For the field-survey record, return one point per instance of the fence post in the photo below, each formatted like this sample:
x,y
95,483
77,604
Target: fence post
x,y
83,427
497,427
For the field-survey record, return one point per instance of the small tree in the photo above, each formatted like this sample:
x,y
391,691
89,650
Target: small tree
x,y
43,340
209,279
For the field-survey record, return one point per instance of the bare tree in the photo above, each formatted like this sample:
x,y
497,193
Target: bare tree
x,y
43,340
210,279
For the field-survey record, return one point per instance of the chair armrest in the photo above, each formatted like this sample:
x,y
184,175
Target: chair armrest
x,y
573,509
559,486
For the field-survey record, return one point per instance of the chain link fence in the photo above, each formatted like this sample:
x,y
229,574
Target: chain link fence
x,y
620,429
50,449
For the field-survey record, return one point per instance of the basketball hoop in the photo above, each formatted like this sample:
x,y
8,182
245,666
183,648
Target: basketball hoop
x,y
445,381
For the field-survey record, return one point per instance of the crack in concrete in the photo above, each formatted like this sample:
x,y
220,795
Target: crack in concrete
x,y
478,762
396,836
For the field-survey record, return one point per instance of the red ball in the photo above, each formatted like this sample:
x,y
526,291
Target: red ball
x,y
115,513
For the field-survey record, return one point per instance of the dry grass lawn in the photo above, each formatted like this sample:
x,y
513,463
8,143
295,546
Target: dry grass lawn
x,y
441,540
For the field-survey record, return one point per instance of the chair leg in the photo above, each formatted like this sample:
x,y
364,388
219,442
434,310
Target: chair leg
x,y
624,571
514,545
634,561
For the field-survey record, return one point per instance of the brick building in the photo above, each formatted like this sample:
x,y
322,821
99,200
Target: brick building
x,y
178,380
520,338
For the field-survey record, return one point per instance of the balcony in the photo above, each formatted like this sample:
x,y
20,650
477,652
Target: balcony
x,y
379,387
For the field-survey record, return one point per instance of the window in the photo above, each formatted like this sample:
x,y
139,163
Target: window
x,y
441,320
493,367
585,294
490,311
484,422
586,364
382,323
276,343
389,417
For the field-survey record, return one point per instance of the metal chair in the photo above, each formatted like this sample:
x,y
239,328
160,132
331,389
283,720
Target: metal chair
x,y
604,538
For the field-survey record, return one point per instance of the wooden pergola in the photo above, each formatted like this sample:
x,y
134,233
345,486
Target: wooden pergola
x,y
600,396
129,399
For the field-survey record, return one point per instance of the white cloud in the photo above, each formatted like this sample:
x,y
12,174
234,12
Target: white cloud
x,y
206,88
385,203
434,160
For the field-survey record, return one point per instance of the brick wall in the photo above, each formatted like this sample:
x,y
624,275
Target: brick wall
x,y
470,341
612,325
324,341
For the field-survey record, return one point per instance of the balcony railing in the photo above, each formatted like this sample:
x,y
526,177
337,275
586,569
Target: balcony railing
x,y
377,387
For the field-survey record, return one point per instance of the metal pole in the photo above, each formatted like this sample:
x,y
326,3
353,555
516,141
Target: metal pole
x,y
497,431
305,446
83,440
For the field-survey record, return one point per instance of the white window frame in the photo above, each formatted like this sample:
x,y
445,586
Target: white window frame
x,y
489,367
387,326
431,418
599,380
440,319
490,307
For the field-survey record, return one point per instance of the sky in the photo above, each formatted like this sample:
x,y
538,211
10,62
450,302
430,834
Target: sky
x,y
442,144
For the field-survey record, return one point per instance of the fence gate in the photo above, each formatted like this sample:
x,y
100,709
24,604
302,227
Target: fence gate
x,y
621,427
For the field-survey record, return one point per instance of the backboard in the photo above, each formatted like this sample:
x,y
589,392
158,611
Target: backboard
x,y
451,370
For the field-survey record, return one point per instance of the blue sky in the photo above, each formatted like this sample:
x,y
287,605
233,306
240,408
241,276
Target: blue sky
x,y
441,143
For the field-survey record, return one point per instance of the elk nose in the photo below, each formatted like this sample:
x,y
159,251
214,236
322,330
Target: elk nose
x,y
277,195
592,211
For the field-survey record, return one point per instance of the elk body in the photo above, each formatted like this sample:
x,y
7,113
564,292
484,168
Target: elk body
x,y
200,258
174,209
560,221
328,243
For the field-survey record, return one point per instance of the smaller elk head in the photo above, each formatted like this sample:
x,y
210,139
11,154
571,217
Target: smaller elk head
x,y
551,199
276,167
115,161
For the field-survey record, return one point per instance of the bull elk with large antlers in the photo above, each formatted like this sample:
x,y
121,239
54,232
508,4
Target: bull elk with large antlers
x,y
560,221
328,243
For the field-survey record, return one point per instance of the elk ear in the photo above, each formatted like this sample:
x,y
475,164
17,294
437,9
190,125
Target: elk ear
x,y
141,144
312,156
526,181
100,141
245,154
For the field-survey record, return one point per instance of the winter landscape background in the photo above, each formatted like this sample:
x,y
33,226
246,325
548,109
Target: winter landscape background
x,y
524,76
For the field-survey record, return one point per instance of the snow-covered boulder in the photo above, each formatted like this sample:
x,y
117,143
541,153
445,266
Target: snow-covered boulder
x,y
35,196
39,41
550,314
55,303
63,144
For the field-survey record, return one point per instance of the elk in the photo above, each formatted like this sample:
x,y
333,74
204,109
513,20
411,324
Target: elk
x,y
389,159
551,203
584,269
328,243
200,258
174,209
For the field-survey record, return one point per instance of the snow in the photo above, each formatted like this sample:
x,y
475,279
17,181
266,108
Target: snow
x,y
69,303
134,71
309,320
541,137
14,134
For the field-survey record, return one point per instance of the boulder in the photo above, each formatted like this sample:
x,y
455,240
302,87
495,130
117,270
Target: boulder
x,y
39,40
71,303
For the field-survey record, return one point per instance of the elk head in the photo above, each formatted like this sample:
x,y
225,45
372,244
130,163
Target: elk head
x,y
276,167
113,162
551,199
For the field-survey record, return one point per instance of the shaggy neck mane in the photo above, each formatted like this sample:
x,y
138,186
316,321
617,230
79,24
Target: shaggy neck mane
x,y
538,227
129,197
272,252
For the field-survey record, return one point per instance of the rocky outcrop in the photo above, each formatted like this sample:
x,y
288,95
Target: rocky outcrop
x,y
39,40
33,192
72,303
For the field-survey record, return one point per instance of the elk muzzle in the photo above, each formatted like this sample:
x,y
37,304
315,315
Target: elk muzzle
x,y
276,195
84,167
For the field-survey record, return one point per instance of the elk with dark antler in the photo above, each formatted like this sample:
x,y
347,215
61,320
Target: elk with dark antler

☆ ☆ ☆ ☆ ☆ ☆ ☆

- [WHAT IS BEING ASKED] Reproduce the records word for word.

- [FINISHED TASK]
For the field-survey record, return one point per instance of the fence post in the photo below, each formatted like this sample:
x,y
95,483
77,604
Target: fence post
x,y
83,427
497,427
For the field-survey record, return one point per instance of the small tree in the photo above, each formatted like this sample:
x,y
391,691
89,650
Target: small tree
x,y
43,340
209,279
For the field-survey record, return one point per instance of the bare tree in the photo above, each formatted like this sample:
x,y
497,193
Target: bare tree
x,y
43,340
210,279
For the field-survey record, return one point per instance of the chair armrest in the photo above, each formatted like this sample:
x,y
184,175
Target: chair armrest
x,y
573,509
559,486
For the field-survey record, return one point per instance of the chain link fence in the photo above, each formatted like this sample:
x,y
229,574
Target: chain link fence
x,y
620,429
50,449
For the field-survey record, return one point per instance of the basketball hoop in the photo above, each formatted like this sample:
x,y
8,182
245,666
183,648
Target: basketball hoop
x,y
445,381
For the field-survey record, return one point per instance of the crack in concrete in the photo above, each formatted like this sample:
x,y
220,795
Target: crack in concrete
x,y
478,762
396,836
For the field-survey record, return one point per instance of the red ball in the photo above, each formatted like this sample:
x,y
526,291
Target: red ball
x,y
115,513
For the field-survey record, return one point per instance of the dry grass lawn in the photo above, each formatted like this sample:
x,y
513,463
8,143
295,546
Target: dry grass lawn
x,y
441,540
For the field-survey record, return one point per instance of the chair leg in the photo above, each formatted like this sample:
x,y
364,388
219,442
434,310
Target: chair leg
x,y
624,571
514,545
634,561
For the field-survey record, return one point per instance of the brick building in the photo above, each formatted like this sample:
x,y
322,821
99,200
Target: brick building
x,y
178,380
520,338
For the field-survey record, return one point per instance of the balcony in the photo above, each formatted like this sample:
x,y
20,650
477,652
Target: balcony
x,y
379,387
For the field-survey record, return one point per instance of the window in the photo above, each formatted like this sample:
x,y
139,163
Target: window
x,y
441,320
493,367
585,294
490,311
484,422
586,364
382,323
276,343
389,417
For the field-survey record, return one point per instance of the metal chair in the photo above, each formatted like this sample:
x,y
239,328
160,132
331,389
283,720
Target: metal chair
x,y
604,538
For the field-survey record, return one point per instance of the wooden pergola in the photo above, each formatted like this sample:
x,y
134,233
345,486
Target: wooden pergola
x,y
600,396
129,399
For the field-survey record, return one point per instance of the white cloud in the photo above, each formatted like this sample:
x,y
12,174
234,12
Target: white cloud
x,y
206,88
385,203
434,160
For the field-survey record, return one point per instance of the brick wall in the photo above, each formatted like this sample:
x,y
624,275
Target: brick wall
x,y
470,341
612,325
324,341
For the field-survey record, return one point per instance of the balcony railing in the photo above, each formatted like this sample:
x,y
526,177
337,275
586,569
Target: balcony railing
x,y
377,387
For the field-survey record, return one point per instance of the metal pole in the photo above, each formatted like this sample:
x,y
326,3
353,555
516,141
Target: metal pole
x,y
497,431
305,446
83,440
For the field-survey record, return one point per instance of the white window frame in the photo above, each formatted like this sample:
x,y
445,586
Target: white window frame
x,y
489,367
387,326
431,418
599,380
440,319
490,307
For the field-survey record, return one point per instance of the sky in the photo above, each formatted like this sample:
x,y
538,211
10,62
450,302
430,834
Target: sky
x,y
442,144
For the field-survey record, return one point per instance of the fence gate in the photo above, each formatted like this sample:
x,y
100,709
24,604
302,227
Target: fence gate
x,y
621,427
For the field-survey record, return one point per instance of the backboard in the photo above, each formatted like this sample:
x,y
589,392
158,611
Target: backboard
x,y
451,370
For the field-survey record, return one point per instance of the blue sky in the photo above, each formatted like this sample:
x,y
287,605
233,306
240,408
241,276
Target: blue sky
x,y
441,143
For the field-survey record, return one point per instance of the elk nose in the photo below, each formatted like this sample:
x,y
159,251
214,236
322,330
Target: elk nose
x,y
277,195
592,211
For the field-survey record, return one point per instance of the elk body in the photo above, each formatted like this sample:
x,y
7,113
564,292
484,168
Target: elk body
x,y
200,258
174,209
560,221
328,243
For the field-survey record, return one point per instance of the smaller elk head in the photo above, each formatted like this sample:
x,y
210,139
11,154
571,217
Target: smaller elk head
x,y
551,199
276,167
115,161
For the field-survey record, return one point per instance of the bull elk with large antlers in the photo above, each formatted like this sample:
x,y
121,239
54,232
508,4
Target: bull elk with large antlers
x,y
560,221
328,243
For the field-survey record, return one point per instance of the elk ear in the photo above, each formatted like this sample:
x,y
475,164
17,294
437,9
190,125
Target: elk ear
x,y
141,144
312,156
526,181
100,141
245,154
For the field-survey record, return one point per instance of the winter landscape background in the photo above, each formatted like this sample:
x,y
33,226
246,325
548,109
Target: winter landscape background
x,y
524,76
For the field-survey record, return one point per instance of the snow-covered boulder in the photo above, each formatted like this sample:
x,y
117,143
541,153
445,266
Target: snow-covered boulder
x,y
35,196
39,41
550,314
55,303
63,144
For the field-survey record, return one point per instance of the elk in the photo above, each formatted like this sample:
x,y
333,74
204,109
513,20
411,324
Target: elk
x,y
389,159
551,203
584,269
328,243
200,258
174,209
For the field-survey record, return one point per instance of the snow in the photo above, each formatted like this sample:
x,y
475,279
17,181
266,108
Target: snow
x,y
69,303
134,71
309,320
541,137
14,134
For the field-survey record, return one point per instance of the boulder in the photo above, each formatted like this sample:
x,y
455,240
302,87
495,130
117,270
Target: boulder
x,y
39,40
71,303
For the field-survey record, return one point per instance of the elk head in the photo above, each formatted like this sample:
x,y
225,45
372,244
130,163
Target: elk head
x,y
276,167
113,162
551,199
For the field-survey record, return one point per instance of the shaggy neck mane in the photo above, each formatted like this sample:
x,y
138,186
316,321
617,230
79,24
Target: shaggy neck mane
x,y
538,227
129,197
272,252
For the field-survey record, return one point per instance of the rocky outcrop in the photo above, each formatted like this sample:
x,y
288,95
Target: rocky outcrop
x,y
39,40
33,192
72,303
For the field-survey record, return one point per instance of the elk muzzle in the photo above, each formatted like this sample:
x,y
37,304
315,315
Target: elk muzzle
x,y
276,195
84,167
For the field-survey record, return one point per instance of the elk with dark antler in the photo above, each formatted like this sample:
x,y
347,215
61,320
Target: elk with dark antler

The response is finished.